Exercise instructions: Repeat, word for word, each of the records shown below, without their pictures.
Records provided Start Marker
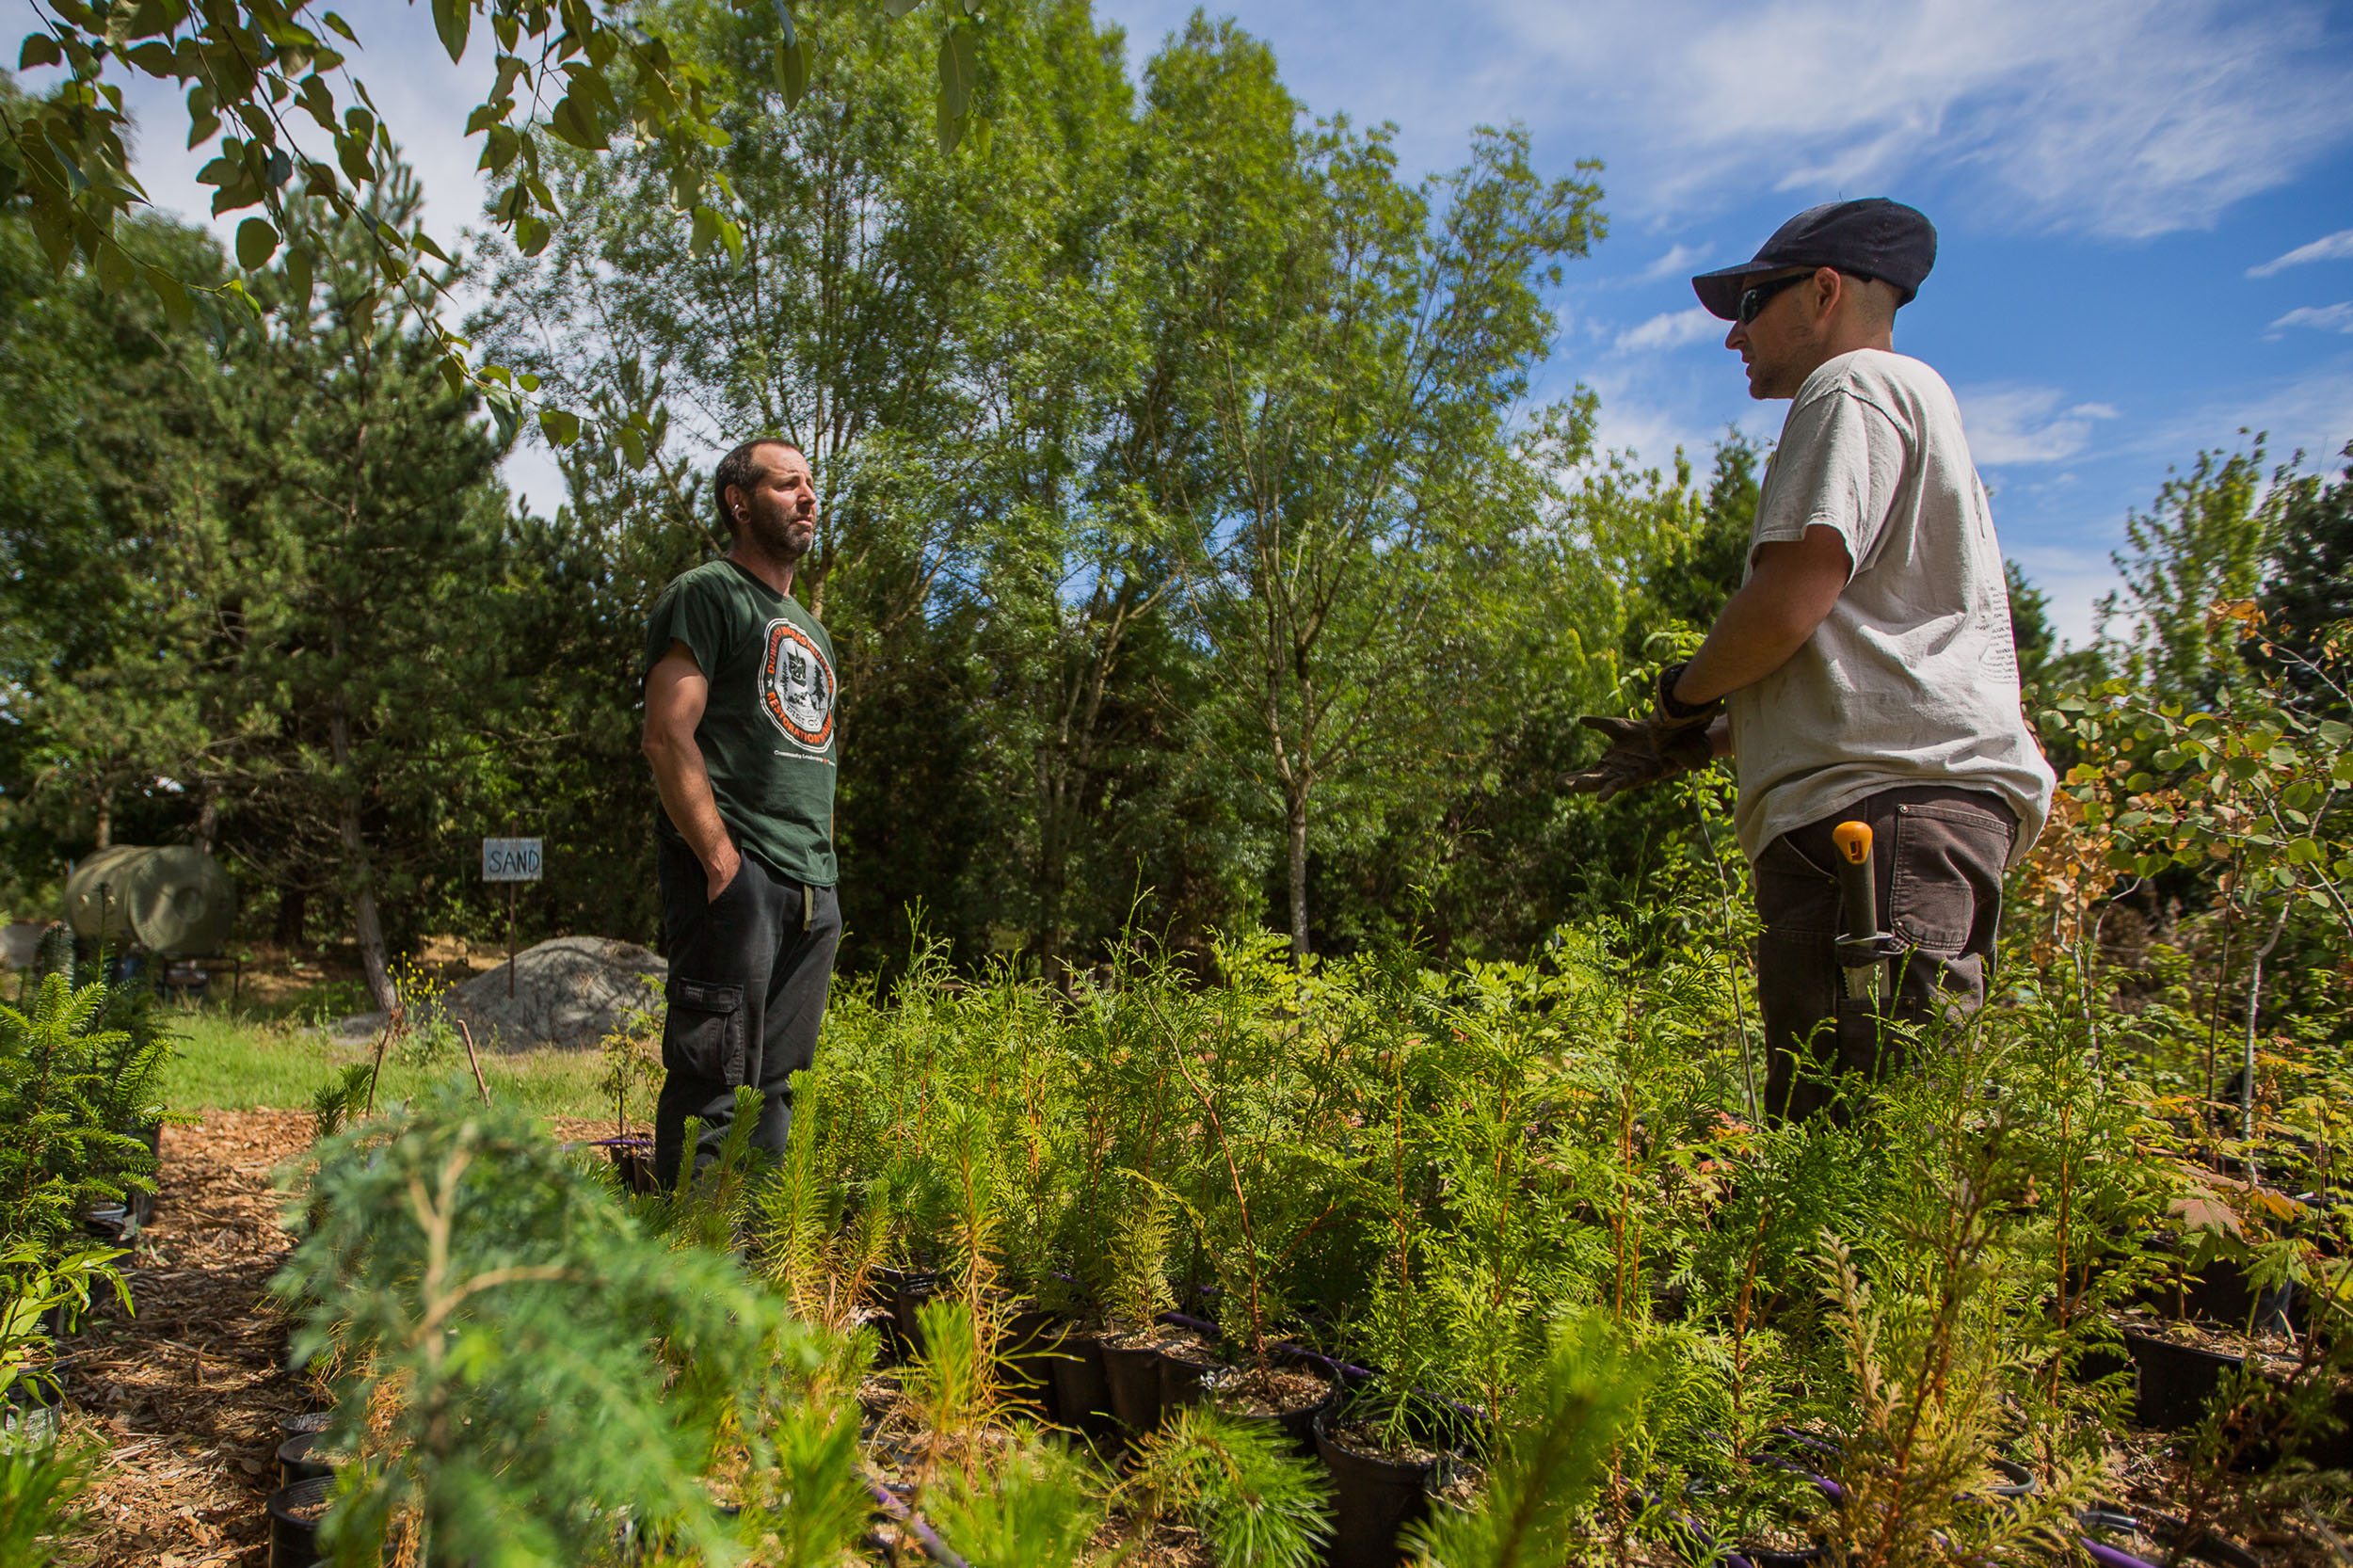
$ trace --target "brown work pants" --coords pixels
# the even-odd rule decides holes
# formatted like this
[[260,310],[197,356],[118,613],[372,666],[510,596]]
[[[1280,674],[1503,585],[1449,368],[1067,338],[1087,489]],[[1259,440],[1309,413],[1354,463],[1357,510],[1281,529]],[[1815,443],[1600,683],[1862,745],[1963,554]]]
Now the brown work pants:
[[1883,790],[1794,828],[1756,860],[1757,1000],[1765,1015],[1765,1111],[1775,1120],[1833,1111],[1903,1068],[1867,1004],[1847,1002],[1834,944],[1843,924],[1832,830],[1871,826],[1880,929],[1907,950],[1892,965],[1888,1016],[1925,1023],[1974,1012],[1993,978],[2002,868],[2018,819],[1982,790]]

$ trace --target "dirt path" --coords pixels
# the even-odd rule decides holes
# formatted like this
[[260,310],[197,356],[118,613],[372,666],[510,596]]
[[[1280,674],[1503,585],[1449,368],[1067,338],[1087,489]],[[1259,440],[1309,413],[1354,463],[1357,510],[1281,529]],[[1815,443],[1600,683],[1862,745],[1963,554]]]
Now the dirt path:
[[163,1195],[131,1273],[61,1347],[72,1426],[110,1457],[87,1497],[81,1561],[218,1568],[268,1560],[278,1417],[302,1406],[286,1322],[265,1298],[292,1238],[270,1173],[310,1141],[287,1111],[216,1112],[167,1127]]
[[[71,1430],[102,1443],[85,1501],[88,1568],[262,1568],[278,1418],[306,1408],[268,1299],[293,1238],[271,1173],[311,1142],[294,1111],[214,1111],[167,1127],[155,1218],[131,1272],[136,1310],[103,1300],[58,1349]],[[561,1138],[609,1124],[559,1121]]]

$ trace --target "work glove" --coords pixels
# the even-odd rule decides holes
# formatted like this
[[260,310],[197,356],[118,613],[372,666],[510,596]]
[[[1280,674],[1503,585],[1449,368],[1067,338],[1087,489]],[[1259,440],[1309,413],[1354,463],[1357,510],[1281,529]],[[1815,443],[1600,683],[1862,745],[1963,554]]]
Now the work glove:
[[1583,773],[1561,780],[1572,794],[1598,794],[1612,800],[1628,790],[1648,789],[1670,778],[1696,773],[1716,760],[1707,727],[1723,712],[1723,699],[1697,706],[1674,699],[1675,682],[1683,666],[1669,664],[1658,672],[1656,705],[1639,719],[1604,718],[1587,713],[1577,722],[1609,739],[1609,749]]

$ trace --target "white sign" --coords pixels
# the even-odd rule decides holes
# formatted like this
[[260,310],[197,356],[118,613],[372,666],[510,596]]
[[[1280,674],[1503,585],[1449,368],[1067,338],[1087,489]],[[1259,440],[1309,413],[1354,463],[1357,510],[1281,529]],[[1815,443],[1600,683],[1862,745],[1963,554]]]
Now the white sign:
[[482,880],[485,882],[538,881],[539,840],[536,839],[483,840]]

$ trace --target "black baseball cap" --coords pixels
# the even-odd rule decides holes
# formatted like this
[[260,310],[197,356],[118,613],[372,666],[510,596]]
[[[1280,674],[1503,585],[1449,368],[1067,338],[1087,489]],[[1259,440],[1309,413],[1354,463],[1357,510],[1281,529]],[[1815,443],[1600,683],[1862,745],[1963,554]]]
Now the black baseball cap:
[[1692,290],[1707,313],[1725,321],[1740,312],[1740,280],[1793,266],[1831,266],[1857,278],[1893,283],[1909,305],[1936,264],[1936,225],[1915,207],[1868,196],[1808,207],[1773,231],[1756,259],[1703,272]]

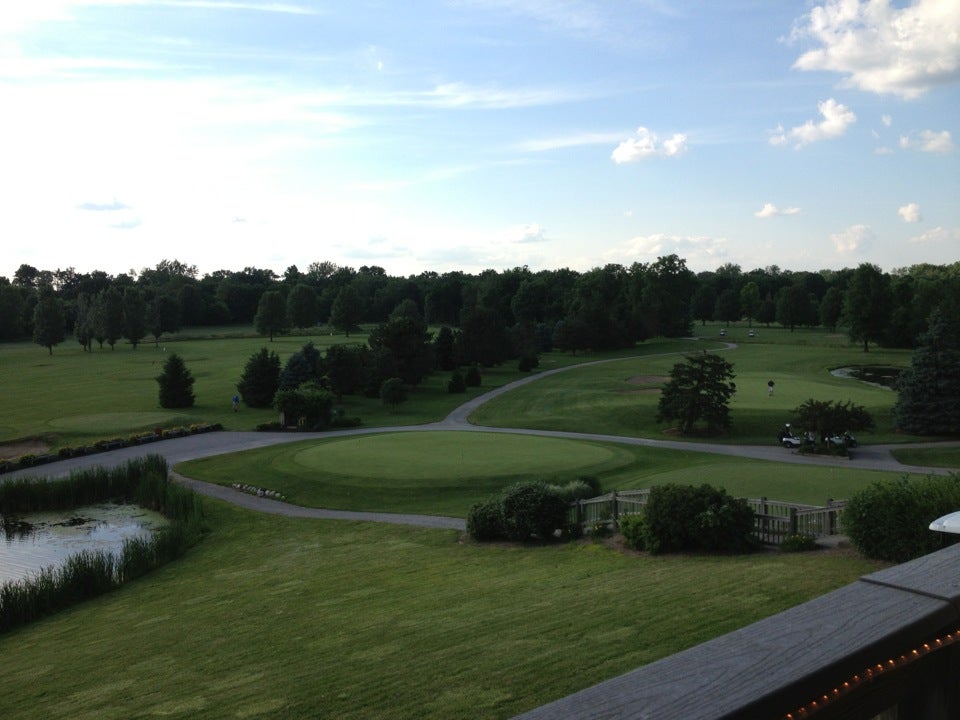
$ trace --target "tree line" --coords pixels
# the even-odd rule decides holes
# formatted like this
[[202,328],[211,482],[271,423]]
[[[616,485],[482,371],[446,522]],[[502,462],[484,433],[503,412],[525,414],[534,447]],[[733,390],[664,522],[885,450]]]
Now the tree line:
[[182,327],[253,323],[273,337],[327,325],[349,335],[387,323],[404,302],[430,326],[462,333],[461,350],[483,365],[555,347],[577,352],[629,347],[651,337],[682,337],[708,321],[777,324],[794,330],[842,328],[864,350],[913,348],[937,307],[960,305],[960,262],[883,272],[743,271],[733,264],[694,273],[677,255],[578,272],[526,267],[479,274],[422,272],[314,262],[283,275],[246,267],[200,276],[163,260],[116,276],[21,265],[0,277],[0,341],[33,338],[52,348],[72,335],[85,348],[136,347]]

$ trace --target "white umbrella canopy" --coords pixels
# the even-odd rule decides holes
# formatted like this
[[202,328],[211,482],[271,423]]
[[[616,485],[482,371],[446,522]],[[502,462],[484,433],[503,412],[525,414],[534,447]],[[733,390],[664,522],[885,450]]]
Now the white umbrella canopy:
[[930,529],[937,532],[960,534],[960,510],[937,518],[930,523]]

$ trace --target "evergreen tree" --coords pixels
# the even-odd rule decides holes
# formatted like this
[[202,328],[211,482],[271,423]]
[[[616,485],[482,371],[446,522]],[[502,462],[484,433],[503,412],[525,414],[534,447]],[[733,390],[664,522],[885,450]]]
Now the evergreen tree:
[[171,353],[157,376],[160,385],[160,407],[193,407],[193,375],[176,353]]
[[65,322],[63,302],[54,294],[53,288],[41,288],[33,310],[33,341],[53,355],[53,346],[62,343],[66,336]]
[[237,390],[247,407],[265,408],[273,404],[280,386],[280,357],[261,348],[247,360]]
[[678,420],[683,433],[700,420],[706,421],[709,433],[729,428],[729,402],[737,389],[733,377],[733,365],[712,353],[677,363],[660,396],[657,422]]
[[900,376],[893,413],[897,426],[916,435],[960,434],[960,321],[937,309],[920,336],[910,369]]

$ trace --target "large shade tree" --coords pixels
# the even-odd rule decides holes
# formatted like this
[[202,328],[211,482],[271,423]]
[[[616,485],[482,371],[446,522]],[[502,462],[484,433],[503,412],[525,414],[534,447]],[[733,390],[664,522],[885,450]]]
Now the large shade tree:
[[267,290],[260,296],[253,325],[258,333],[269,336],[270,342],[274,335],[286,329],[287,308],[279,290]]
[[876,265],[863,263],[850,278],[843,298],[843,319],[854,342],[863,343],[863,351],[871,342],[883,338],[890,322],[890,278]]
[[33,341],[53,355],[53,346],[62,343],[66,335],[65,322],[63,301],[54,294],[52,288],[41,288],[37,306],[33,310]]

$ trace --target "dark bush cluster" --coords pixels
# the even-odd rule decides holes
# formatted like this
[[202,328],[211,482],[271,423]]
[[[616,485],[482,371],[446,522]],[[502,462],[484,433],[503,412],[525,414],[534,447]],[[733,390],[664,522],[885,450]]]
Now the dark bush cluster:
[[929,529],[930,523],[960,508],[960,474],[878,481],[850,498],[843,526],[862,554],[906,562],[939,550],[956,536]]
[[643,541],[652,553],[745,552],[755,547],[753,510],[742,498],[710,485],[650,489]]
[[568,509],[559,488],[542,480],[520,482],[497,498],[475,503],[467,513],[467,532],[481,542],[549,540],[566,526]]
Records provided End Marker
Answer to this task:
$ trace --target "brown work pants" --coords pixels
# the even-odd rule decides holes
# formatted like this
[[260,310],[197,356],[118,613],[372,666],[510,596]]
[[[1280,674],[1503,585],[1449,368],[1067,338],[1087,489]],[[1259,440],[1309,413],[1354,463],[1357,510],[1281,529]],[[1815,443],[1600,683],[1862,745],[1963,554]]]
Now the brown work pants:
[[1883,790],[1794,828],[1756,860],[1757,1000],[1765,1015],[1765,1111],[1775,1120],[1833,1111],[1903,1068],[1867,1004],[1847,1002],[1834,944],[1843,924],[1832,830],[1871,826],[1880,929],[1907,950],[1892,965],[1888,1016],[1925,1023],[1974,1012],[1993,978],[2002,868],[2018,819],[1982,790]]

$ trace --target "dirt path" --coords pixels
# the even-odd rule decides holes
# formatted like this
[[260,310],[197,356],[118,613],[372,666],[510,596]]
[[[1280,674],[1503,585],[1449,368],[1067,338],[1087,489]],[[1259,440],[1309,413],[1354,463],[1357,510],[1281,529]],[[1815,443],[1600,683],[1862,745],[1963,554]]]
Now the dirt path:
[[163,1195],[131,1273],[61,1347],[72,1426],[110,1457],[87,1497],[81,1561],[218,1568],[268,1560],[278,1417],[302,1406],[286,1322],[265,1298],[292,1238],[270,1173],[310,1141],[287,1111],[216,1112],[167,1127]]
[[[71,1430],[102,1443],[85,1501],[88,1568],[262,1568],[278,1418],[306,1408],[268,1299],[293,1238],[271,1173],[311,1142],[294,1111],[214,1111],[167,1127],[155,1218],[131,1272],[136,1310],[103,1300],[58,1349]],[[561,1138],[609,1124],[559,1121]]]

$ trace --target "work glove" --coords pixels
# the even-odd rule decides holes
# formatted like this
[[260,310],[197,356],[118,613],[372,666],[510,596]]
[[[1280,674],[1503,585],[1449,368],[1067,338],[1087,489]],[[1259,440],[1309,413],[1354,463],[1357,510],[1281,529]],[[1815,443],[1600,683],[1862,745],[1963,554]]]
Now the work glove:
[[1583,773],[1561,780],[1572,794],[1598,794],[1612,800],[1628,790],[1648,789],[1670,778],[1696,773],[1716,760],[1707,727],[1723,712],[1723,699],[1697,706],[1674,699],[1675,682],[1683,666],[1669,664],[1658,672],[1656,705],[1639,719],[1604,718],[1587,713],[1577,722],[1609,739],[1609,749]]

$ trace --target "white sign" --coords pixels
# the even-odd rule decides holes
# formatted like this
[[260,310],[197,356],[118,613],[372,666],[510,596]]
[[[1280,674],[1503,585],[1449,368],[1067,338],[1087,489]],[[1259,440],[1309,413],[1354,463],[1357,510],[1281,529]],[[1815,443],[1600,683],[1862,745],[1963,554]]]
Now the white sign:
[[482,880],[485,882],[538,881],[539,840],[536,839],[483,840]]

$ trace --target "black baseball cap" --coords pixels
# the even-odd rule decides holes
# formatted like this
[[260,310],[197,356],[118,613],[372,666],[510,596]]
[[[1280,674],[1503,585],[1449,368],[1067,338],[1087,489]],[[1259,440],[1309,413],[1354,463],[1357,510],[1281,529]],[[1815,443],[1600,683],[1862,745],[1963,554]]]
Now the black baseball cap:
[[1692,290],[1707,313],[1725,321],[1740,312],[1740,280],[1793,266],[1831,266],[1857,278],[1893,283],[1909,305],[1936,264],[1936,225],[1915,207],[1868,196],[1808,207],[1773,231],[1756,259],[1703,272]]

$ trace --target "tree line" --coords pixels
# the even-odd rule decides holes
# formatted like this
[[202,328],[211,482],[271,423]]
[[[616,485],[482,371],[446,522]],[[502,462],[484,433],[503,412],[525,414],[534,447]],[[733,390],[664,522],[885,450]]]
Now the tree line:
[[182,327],[253,323],[273,337],[327,325],[349,335],[387,323],[404,302],[430,326],[462,333],[461,350],[483,365],[555,347],[577,352],[629,347],[651,337],[682,337],[708,321],[777,324],[794,330],[842,328],[864,350],[913,348],[937,307],[960,305],[960,262],[883,272],[743,271],[733,264],[694,273],[677,255],[578,272],[526,267],[479,274],[422,272],[314,262],[283,275],[246,267],[200,276],[163,260],[116,276],[21,265],[0,277],[0,341],[33,338],[52,348],[72,335],[85,348],[136,347]]

$ trace --target "white umbrella canopy" --coords pixels
# the even-odd rule decides holes
# formatted like this
[[202,328],[211,482],[271,423]]
[[[616,485],[482,371],[446,522]],[[502,462],[484,433],[503,412],[525,414],[534,447]],[[733,390],[664,522],[885,450]]]
Now the white umbrella canopy:
[[930,529],[937,532],[960,534],[960,510],[937,518],[930,523]]

$ trace --target "evergreen tree" --coords pixels
# the even-odd rule decides holes
# formatted like this
[[202,328],[211,482],[271,423]]
[[[616,485],[482,371],[446,522]],[[502,462],[484,433],[503,412],[525,414],[534,447]],[[733,390],[664,522],[885,450]]]
Now the evergreen tree:
[[171,353],[157,376],[160,385],[160,407],[193,407],[193,375],[176,353]]
[[65,322],[63,302],[54,294],[53,288],[41,288],[33,310],[33,341],[53,355],[53,346],[62,343],[66,336]]
[[237,390],[247,407],[265,408],[273,404],[280,386],[280,357],[261,348],[247,360]]
[[678,420],[683,433],[700,420],[706,421],[709,433],[729,428],[729,402],[737,389],[733,377],[733,365],[712,353],[677,363],[660,396],[657,422]]
[[900,376],[893,413],[897,426],[916,435],[960,434],[960,321],[937,309],[920,336],[910,369]]

$ trace --target "large shade tree" --coords pixels
# the even-odd rule decides holes
# formatted like this
[[202,328],[211,482],[271,423]]
[[[616,485],[482,371],[446,522]],[[502,462],[484,433],[503,412],[525,414],[534,447]],[[733,390],[664,522],[885,450]]]
Now the large shade tree:
[[267,290],[260,296],[253,325],[258,333],[269,336],[270,342],[274,335],[286,329],[287,308],[279,290]]
[[876,265],[863,263],[850,278],[843,298],[843,319],[854,342],[863,343],[863,351],[871,342],[883,338],[890,322],[890,278]]
[[33,341],[53,355],[53,346],[62,343],[66,335],[65,322],[63,301],[54,294],[52,288],[41,288],[37,306],[33,310]]

$ trace --target "dark bush cluster" --coords pixels
# the even-odd rule decides holes
# formatted like this
[[202,328],[211,482],[271,423]]
[[[616,485],[482,371],[446,522]],[[502,462],[484,433],[503,412],[525,414],[534,447]],[[733,390],[664,522],[885,450]]]
Now the dark bush cluster:
[[929,529],[930,523],[960,508],[960,474],[878,481],[850,498],[843,526],[862,554],[906,562],[939,550],[956,536]]
[[643,541],[652,553],[745,552],[755,547],[753,510],[742,498],[710,485],[650,489]]
[[568,509],[559,488],[542,480],[520,482],[497,498],[475,503],[467,513],[467,532],[481,542],[549,540],[566,526]]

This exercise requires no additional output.